[Records contained in a dataset]
==============================
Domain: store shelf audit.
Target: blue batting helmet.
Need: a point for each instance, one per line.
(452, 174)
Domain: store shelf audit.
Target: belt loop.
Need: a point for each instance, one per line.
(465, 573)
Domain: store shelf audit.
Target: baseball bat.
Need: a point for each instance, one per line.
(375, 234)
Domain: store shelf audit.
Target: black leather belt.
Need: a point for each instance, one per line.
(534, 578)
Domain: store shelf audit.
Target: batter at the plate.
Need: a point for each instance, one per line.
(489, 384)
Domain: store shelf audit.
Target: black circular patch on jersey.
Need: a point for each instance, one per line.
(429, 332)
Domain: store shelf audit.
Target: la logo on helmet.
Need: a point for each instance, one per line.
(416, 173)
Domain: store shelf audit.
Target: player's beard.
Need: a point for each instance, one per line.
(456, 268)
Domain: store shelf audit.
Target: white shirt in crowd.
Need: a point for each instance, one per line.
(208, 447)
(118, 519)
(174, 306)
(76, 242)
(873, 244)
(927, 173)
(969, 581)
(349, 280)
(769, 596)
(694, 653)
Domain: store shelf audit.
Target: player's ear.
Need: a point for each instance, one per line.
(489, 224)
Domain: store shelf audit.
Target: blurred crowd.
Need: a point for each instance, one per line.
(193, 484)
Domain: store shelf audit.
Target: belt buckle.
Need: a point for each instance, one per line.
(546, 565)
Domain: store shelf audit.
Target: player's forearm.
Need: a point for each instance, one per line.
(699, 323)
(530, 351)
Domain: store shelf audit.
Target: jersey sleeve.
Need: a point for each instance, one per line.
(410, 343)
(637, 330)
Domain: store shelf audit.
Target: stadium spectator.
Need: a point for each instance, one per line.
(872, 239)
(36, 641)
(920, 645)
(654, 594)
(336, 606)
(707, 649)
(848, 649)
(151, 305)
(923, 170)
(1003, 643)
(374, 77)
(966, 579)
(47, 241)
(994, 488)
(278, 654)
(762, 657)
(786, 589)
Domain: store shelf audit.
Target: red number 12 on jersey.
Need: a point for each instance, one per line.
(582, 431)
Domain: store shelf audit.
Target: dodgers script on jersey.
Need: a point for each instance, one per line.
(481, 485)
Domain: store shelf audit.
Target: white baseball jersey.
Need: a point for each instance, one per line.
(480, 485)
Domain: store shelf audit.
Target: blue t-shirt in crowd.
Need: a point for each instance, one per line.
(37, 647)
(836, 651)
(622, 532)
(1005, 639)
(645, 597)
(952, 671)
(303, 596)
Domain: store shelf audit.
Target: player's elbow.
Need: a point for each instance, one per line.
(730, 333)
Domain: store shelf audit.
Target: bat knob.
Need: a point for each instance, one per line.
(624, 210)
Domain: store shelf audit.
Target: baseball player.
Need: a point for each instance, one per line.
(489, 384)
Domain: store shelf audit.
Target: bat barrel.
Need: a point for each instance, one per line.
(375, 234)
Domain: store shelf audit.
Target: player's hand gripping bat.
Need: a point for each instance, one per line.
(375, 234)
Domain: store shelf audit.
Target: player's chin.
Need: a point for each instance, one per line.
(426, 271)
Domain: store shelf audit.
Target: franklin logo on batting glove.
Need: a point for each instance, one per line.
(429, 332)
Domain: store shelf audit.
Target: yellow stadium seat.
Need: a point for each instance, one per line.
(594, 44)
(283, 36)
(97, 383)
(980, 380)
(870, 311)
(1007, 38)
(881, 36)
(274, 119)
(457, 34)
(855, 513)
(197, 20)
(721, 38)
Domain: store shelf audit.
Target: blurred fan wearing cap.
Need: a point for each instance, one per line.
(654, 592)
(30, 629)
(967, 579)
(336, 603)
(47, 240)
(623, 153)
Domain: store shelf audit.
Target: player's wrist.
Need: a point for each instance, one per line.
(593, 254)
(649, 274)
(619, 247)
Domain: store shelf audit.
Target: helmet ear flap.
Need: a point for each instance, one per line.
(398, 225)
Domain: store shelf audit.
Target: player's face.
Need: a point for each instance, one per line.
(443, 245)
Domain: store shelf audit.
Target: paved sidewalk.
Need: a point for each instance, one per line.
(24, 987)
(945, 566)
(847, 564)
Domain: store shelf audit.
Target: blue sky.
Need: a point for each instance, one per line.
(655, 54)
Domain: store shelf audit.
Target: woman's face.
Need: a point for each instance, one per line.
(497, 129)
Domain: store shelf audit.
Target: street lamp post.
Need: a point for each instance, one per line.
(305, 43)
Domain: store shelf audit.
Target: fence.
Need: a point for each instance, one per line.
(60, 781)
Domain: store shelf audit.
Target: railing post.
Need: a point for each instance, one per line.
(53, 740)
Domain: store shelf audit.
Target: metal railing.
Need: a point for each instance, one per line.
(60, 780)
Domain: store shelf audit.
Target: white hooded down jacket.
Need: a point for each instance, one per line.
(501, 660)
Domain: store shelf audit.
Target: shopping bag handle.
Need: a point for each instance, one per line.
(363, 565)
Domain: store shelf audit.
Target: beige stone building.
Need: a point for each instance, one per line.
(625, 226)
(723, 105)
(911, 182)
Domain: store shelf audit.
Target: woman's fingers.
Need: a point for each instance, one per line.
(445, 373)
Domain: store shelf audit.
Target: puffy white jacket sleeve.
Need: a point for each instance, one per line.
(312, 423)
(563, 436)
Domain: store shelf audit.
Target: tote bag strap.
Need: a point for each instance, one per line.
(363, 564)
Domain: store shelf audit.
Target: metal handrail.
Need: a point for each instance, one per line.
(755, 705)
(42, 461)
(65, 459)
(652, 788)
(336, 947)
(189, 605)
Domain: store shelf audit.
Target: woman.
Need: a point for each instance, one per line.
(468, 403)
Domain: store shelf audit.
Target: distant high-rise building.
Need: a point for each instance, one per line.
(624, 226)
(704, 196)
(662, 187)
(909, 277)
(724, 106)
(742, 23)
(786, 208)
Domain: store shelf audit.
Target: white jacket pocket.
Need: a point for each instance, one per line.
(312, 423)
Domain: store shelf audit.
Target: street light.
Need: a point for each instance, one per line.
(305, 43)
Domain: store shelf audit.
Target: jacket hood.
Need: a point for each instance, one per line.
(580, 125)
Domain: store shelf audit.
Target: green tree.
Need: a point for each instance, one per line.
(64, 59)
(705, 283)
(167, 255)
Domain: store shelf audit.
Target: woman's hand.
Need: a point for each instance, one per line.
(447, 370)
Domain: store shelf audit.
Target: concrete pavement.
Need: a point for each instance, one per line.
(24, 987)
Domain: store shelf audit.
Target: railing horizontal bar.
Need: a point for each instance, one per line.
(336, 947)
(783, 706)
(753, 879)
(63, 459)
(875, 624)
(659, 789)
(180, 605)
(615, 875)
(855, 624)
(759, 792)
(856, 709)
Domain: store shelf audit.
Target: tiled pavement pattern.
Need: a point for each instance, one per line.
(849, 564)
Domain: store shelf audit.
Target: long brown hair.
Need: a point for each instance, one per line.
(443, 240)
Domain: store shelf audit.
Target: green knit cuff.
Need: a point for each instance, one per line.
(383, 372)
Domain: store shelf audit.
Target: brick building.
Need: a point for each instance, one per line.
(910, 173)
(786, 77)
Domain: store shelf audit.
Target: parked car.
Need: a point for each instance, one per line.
==============================
▸ GIVEN TASK:
Report every line of the items above that contains the word "metal".

▸ REPLY:
Target: metal railing.
Target: metal handrail.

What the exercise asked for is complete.